Collected data:
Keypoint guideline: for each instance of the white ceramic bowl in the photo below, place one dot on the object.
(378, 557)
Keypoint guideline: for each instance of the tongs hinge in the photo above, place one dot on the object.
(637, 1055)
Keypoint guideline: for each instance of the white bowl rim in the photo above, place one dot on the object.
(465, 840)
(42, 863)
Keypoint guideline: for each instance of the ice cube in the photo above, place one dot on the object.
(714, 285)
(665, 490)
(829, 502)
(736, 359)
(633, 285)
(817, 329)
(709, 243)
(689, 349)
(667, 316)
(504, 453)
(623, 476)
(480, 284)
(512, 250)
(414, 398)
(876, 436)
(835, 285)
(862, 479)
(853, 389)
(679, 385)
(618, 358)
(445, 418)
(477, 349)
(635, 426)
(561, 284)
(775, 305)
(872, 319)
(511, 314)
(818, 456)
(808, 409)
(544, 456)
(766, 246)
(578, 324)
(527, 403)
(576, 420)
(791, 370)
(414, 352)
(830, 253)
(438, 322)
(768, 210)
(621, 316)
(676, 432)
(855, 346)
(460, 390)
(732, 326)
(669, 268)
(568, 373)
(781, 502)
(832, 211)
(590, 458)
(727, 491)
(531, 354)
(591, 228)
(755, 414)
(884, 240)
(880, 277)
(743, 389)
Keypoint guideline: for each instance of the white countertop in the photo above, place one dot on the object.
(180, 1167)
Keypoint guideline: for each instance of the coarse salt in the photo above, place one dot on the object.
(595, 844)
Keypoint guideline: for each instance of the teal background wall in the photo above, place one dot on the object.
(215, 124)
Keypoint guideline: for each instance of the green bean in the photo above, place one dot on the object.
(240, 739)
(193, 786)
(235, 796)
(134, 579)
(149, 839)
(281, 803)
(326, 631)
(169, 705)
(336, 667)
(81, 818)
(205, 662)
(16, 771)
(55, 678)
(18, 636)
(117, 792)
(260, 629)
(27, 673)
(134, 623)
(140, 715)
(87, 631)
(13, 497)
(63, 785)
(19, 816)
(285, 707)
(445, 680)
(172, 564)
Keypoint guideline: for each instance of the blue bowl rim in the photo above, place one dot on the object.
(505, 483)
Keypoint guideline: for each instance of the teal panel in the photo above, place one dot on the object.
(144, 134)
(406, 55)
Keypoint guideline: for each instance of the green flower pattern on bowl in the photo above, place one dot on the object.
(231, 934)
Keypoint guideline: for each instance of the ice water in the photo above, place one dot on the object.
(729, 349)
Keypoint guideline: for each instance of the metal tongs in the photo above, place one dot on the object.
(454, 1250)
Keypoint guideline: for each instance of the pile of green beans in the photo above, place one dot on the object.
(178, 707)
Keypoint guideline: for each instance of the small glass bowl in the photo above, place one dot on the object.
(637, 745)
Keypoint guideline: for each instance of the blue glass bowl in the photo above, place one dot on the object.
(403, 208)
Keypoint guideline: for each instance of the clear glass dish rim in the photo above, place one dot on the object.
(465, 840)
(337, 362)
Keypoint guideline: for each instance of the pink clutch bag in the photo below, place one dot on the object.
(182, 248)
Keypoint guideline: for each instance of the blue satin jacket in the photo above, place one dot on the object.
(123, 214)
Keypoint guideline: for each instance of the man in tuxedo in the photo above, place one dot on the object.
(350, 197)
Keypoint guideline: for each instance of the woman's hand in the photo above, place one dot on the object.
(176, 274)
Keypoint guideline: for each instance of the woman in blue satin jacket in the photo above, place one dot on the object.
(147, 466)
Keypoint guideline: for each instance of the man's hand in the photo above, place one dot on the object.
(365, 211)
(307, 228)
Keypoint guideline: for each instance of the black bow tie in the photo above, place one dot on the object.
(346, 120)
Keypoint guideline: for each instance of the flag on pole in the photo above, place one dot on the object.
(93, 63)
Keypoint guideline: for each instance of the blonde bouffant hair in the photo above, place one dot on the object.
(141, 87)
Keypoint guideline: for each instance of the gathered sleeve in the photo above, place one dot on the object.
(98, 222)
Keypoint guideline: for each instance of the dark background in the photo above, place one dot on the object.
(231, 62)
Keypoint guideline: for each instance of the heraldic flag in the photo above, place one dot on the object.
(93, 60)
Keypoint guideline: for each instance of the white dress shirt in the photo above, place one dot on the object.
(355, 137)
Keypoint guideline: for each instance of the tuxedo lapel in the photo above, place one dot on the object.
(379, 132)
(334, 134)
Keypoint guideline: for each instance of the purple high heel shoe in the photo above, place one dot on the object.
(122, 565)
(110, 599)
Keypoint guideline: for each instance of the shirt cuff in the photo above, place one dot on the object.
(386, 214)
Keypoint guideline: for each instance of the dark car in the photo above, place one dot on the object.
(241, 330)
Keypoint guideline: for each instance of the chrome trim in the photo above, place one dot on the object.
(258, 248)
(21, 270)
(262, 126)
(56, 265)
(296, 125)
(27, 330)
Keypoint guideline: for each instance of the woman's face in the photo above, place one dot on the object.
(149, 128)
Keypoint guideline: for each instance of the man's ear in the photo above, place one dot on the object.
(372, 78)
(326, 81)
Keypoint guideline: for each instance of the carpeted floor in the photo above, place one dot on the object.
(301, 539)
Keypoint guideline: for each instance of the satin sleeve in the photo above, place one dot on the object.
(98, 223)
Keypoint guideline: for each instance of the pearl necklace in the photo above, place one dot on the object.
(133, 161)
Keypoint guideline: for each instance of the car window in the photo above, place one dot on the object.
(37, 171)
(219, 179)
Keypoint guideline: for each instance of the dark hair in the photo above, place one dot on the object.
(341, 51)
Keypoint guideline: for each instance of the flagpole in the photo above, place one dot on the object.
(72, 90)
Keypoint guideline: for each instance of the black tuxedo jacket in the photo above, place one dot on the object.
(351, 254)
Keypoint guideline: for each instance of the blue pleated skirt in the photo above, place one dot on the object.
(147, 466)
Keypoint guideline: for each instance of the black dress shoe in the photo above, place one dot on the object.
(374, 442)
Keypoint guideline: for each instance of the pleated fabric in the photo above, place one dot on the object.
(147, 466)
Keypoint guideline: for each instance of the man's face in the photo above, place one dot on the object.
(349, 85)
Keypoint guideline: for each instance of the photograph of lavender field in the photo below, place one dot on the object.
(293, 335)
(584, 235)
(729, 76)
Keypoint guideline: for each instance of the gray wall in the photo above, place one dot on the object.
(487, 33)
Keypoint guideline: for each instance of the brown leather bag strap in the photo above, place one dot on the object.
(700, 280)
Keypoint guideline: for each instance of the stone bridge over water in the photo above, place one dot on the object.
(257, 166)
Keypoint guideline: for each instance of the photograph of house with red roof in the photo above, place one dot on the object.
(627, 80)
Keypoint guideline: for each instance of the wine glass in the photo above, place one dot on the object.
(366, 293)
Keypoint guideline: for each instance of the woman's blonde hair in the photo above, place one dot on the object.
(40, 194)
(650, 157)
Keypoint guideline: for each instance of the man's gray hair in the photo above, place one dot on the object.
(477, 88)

**Exercise:** Please retype every entry above exactly as it stands.

**Task response:**
Keypoint guideline: for each instance of the white ceramic bowl in the photo below, place one dot on the object.
(378, 557)
Keypoint guideline: for each instance of the tongs hinge in the photo above, place one dot on the object.
(637, 1055)
Keypoint guideline: for each instance of the white bowl rim in the photo above, place one dot on the object.
(465, 840)
(42, 863)
Keypoint guideline: for each instance of the ice cube in the photo above, place one dot on the object.
(714, 285)
(665, 490)
(829, 502)
(736, 359)
(633, 285)
(817, 329)
(709, 243)
(689, 349)
(667, 316)
(504, 453)
(623, 476)
(480, 284)
(512, 250)
(414, 398)
(876, 436)
(835, 285)
(862, 479)
(853, 389)
(679, 385)
(618, 358)
(445, 418)
(477, 349)
(635, 426)
(561, 284)
(775, 305)
(872, 319)
(511, 314)
(818, 456)
(808, 409)
(544, 456)
(766, 246)
(578, 324)
(527, 403)
(576, 420)
(791, 370)
(414, 352)
(830, 253)
(438, 322)
(768, 210)
(621, 316)
(676, 432)
(855, 346)
(460, 390)
(732, 326)
(669, 268)
(568, 373)
(781, 502)
(832, 211)
(590, 458)
(727, 491)
(531, 354)
(591, 228)
(755, 414)
(884, 240)
(880, 277)
(743, 389)
Keypoint guideline: for each instance of the white countertop in the photo above, place one dot on the object.
(180, 1167)
Keypoint guideline: for each instance of the coarse salt in the photo above, place one dot on the object.
(595, 844)
Keypoint guideline: for each instance of the teal background wall in the photo above, place one dot on the object.
(215, 124)
Keypoint guideline: for each instance of the green bean in the photo above, place one dot on the object.
(240, 739)
(193, 786)
(235, 796)
(134, 579)
(149, 839)
(281, 803)
(326, 631)
(169, 705)
(336, 667)
(81, 818)
(205, 662)
(16, 771)
(55, 678)
(18, 636)
(117, 792)
(260, 629)
(27, 673)
(134, 623)
(140, 715)
(87, 631)
(13, 497)
(63, 785)
(19, 816)
(285, 707)
(445, 680)
(172, 564)
Keypoint guideline: for each instance of the blue bowl rim in the photo above, place one dot on the object.
(505, 483)
Keypoint guideline: for each instance of the teal panel in the photo above, place one dot on the object.
(144, 134)
(406, 55)
Keypoint guideline: for each instance of the green flower pattern on bowl in the photo above, place one dot on the object.
(231, 934)
Keypoint guideline: for each instance of the ice water in the photo above, place one dot on the object.
(729, 349)
Keypoint guideline: for each instance of the metal tongs in the photo above, place one dot on the object.
(454, 1250)
Keypoint guideline: for each instance of the pile of green beans in the photo above, place one dot on the object.
(178, 707)
Keypoint guideline: for each instance of the small glass bowl in the photo above, place one dot on the object.
(637, 745)
Keypoint guideline: for each instance of the blue glass bowl in the photo above, place one dot on the object.
(403, 208)
Keypoint guideline: for each instance of the clear glass dish rim in the photo above, place one dot on the object.
(465, 840)
(337, 362)
Keypoint guideline: for each instance of the pink clutch bag in the photo below, place one dot on the object.
(182, 248)
Keypoint guideline: for each instance of the blue satin jacket in the photo above, place one dot on the object.
(123, 214)
Keypoint guideline: for each instance of the man in tuxedo in the photo above, place one dot on the object.
(350, 197)
Keypoint guideline: for each instance of the woman's hand in the photo above, place one dot on the object.
(176, 274)
Keypoint guideline: for each instance of the woman in blue satin jacket in the photo above, place one dot on the object.
(147, 466)
Keypoint guideline: for each instance of the man's hand in the photo above, place one dot on the object.
(365, 211)
(307, 228)
Keypoint guideline: for each instance of the black bow tie in the photo above, place one dot on the object.
(346, 120)
Keypoint guideline: for each instance of the flag on pole in the photo above, place one dot on the object.
(93, 63)
Keypoint guideline: for each instance of the blonde bouffant hair in the photo above, place one dot on the object.
(141, 87)
Keypoint guideline: for each instance of the gathered sleeve in the photo above, place one dot on the object.
(98, 222)
Keypoint guideline: for each instance of the dark background in the photo above, place one dot on the object.
(231, 62)
Keypoint guideline: for each instance of the heraldic flag in the photo above, place one dot on the object.
(93, 60)
Keypoint guideline: for each instance of the white dress shirt in the photo above, place one dot on the object.
(355, 137)
Keypoint guideline: for each instance of the tuxedo lapel in the photo above, place one dot on the object.
(379, 132)
(334, 134)
Keypoint guideline: for each instance of the purple high heel shoe in the photo above, place one dot on the object.
(122, 565)
(110, 599)
Keypoint guideline: for each instance of the shirt cuff in the photo above, place one dot on the object.
(386, 214)
Keypoint guideline: for each instance of the dark car in the photo above, place one dot on the object.
(241, 330)
Keypoint guideline: for each instance of the chrome trim in the photo above, place one dot on the object.
(258, 248)
(21, 270)
(262, 126)
(56, 265)
(296, 125)
(27, 330)
Keypoint guideline: for each instance of the woman's face in the photo above, place one dot on the object.
(149, 128)
Keypoint guideline: for each instance of the man's ear in the photo above, place one dot on the object.
(372, 78)
(326, 81)
Keypoint guideline: for each instance of the carpeted floor in the photo above, place one dot on the object.
(301, 539)
Keypoint guideline: for each instance of the satin sleeve in the photo above, place one dot on the object.
(98, 223)
Keypoint guideline: for each instance of the pearl necklace in the photo above, place one dot on the object.
(133, 161)
Keypoint guideline: for each instance of the car window in the photo above, place one dot on the object.
(37, 171)
(219, 179)
Keypoint guideline: for each instance of the dark hair in the photo above, place one dot on the object.
(341, 51)
Keypoint guideline: for each instance of the flagpole in the photo above, place one dot on the object.
(72, 90)
Keypoint guideline: for each instance of the black tuxedo jacket in the photo above, place one dot on the object.
(351, 254)
Keypoint guideline: for each instance of the blue pleated skirt in the photo above, place one dot on the object.
(147, 466)
Keypoint guideline: for each instance of the black dress shoe in the photo above, place one dot on the object.
(374, 442)
Keypoint guideline: for each instance of the pleated fabric in the photo above, place one dot on the object.
(147, 466)
Keypoint guideline: for each instance of the man's face in the photo above, place one dot on the object.
(349, 85)
Keypoint guideline: for each instance of the photograph of lavender field in the photo below, place one dot on the object.
(293, 335)
(584, 235)
(729, 76)
Keypoint guideline: for each instance of the gray wall in the photo above, place one dot on the object.
(487, 33)
Keypoint guideline: for each instance of the brown leather bag strap in the photo above, place one dot on the object.
(700, 280)
Keypoint guideline: for each instance of the stone bridge over water in the photo above, place one dot on the object.
(257, 166)
Keypoint guideline: for each instance of the photograph of house with red roof in the photo above, place one dot on the object.
(627, 80)
Keypoint guideline: for each instance of the wine glass in the photo above, place one dot on the object.
(366, 293)
Keypoint guideline: for each instance of the woman's blonde hair in the photo above, place one dot on the object.
(40, 194)
(650, 157)
Keypoint guideline: for each instance of the man's gray hair in the photo above, place one dot on the object.
(477, 88)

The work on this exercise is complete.